> _THE PROBLEM_
Set every record down again, identical to the original.

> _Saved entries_
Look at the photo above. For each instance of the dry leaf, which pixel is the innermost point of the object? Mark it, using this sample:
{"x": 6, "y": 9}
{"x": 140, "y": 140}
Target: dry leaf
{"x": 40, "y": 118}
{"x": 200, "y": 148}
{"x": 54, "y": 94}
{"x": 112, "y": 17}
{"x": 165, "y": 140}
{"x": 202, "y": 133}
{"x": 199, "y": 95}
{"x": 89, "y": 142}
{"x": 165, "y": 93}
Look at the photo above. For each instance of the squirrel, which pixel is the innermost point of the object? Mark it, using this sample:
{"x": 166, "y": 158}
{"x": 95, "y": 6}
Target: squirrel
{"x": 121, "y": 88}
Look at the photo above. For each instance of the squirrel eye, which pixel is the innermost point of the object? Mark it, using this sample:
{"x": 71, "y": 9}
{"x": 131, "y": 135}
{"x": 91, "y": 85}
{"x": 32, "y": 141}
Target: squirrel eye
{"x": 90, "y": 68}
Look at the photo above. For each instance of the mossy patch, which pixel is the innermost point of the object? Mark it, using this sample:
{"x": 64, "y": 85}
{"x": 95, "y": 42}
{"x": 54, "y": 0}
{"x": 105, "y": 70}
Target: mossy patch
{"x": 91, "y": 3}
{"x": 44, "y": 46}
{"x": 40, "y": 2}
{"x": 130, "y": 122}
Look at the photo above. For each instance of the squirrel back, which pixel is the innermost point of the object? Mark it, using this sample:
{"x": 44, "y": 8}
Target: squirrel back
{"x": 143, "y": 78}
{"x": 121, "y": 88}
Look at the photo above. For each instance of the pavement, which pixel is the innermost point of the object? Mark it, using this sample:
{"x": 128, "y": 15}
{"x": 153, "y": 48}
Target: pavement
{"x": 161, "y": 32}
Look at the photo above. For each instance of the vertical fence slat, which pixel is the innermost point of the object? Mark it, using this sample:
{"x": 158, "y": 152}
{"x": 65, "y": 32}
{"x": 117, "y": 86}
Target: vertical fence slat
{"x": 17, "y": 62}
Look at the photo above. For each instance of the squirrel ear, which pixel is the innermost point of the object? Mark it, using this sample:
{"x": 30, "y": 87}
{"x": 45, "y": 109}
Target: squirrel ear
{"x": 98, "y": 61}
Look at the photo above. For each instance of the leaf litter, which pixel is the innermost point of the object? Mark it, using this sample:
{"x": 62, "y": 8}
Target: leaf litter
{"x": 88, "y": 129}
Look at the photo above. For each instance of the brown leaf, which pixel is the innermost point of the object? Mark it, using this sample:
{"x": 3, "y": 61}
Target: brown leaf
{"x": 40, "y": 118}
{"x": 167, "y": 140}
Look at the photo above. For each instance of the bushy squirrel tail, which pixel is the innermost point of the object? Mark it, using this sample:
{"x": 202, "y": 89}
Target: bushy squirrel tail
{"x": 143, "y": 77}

> _RESPONSE TO THE EXERCISE_
Look at the photo above. For each instance of the dry leaf, which pixel is the innermost point of the object? Mark it, using this sample:
{"x": 6, "y": 9}
{"x": 140, "y": 140}
Target: dry leaf
{"x": 40, "y": 118}
{"x": 200, "y": 148}
{"x": 54, "y": 94}
{"x": 112, "y": 17}
{"x": 165, "y": 140}
{"x": 202, "y": 133}
{"x": 199, "y": 95}
{"x": 89, "y": 142}
{"x": 165, "y": 93}
Look at the photo above. For each instance of the squirrel, which pixel is the innermost point of the object? Mark it, using this sample:
{"x": 166, "y": 158}
{"x": 95, "y": 6}
Target: squirrel
{"x": 121, "y": 88}
Look at the photo above. For each instance of the squirrel eye, which pixel is the innermost point of the object? Mark it, using this sample:
{"x": 71, "y": 9}
{"x": 131, "y": 135}
{"x": 91, "y": 85}
{"x": 32, "y": 141}
Target: squirrel eye
{"x": 90, "y": 68}
Look at the photo above. For each instance of the mossy patch, which pixel is the innermost point of the object? Mark it, using this sample:
{"x": 64, "y": 85}
{"x": 95, "y": 42}
{"x": 54, "y": 0}
{"x": 105, "y": 70}
Target: mossy patch
{"x": 91, "y": 3}
{"x": 44, "y": 46}
{"x": 40, "y": 2}
{"x": 130, "y": 122}
Look at the photo above. For each instance of the squirrel back, which pixel is the innermost point of the object? Mark it, using this sample:
{"x": 44, "y": 8}
Target: squirrel back
{"x": 143, "y": 78}
{"x": 121, "y": 88}
Look at the photo above. For each instance of the pavement, which pixel is the innermost point of the object? Mark it, using this sample:
{"x": 128, "y": 15}
{"x": 153, "y": 48}
Target: pavement
{"x": 161, "y": 32}
Look at the photo above. For each instance of the vertical fence slat, which pixel is the innermost point of the object? Mark it, using this sample:
{"x": 158, "y": 152}
{"x": 65, "y": 32}
{"x": 117, "y": 86}
Target: vertical fence slat
{"x": 17, "y": 62}
Look at the photo above. For each instance of the squirrel ear, which pixel is the innermost point of the object? Mark it, using this sample:
{"x": 30, "y": 87}
{"x": 45, "y": 109}
Target: squirrel ear
{"x": 98, "y": 61}
Look at the photo above. For each instance of the leaf litter, which pixel is the innermost point of the object? Mark it, using this sample:
{"x": 62, "y": 8}
Target: leaf litter
{"x": 88, "y": 129}
Look at the photo above. For each instance of the brown leaf, which pixel is the innermost point of the object? Mark it, using this sample:
{"x": 3, "y": 61}
Target: brown leaf
{"x": 40, "y": 118}
{"x": 167, "y": 140}
Look at the photo above. For each instance of the bushy squirrel tail, which pixel is the innermost point of the object? Mark it, using this sample:
{"x": 202, "y": 89}
Target: bushy squirrel tail
{"x": 143, "y": 77}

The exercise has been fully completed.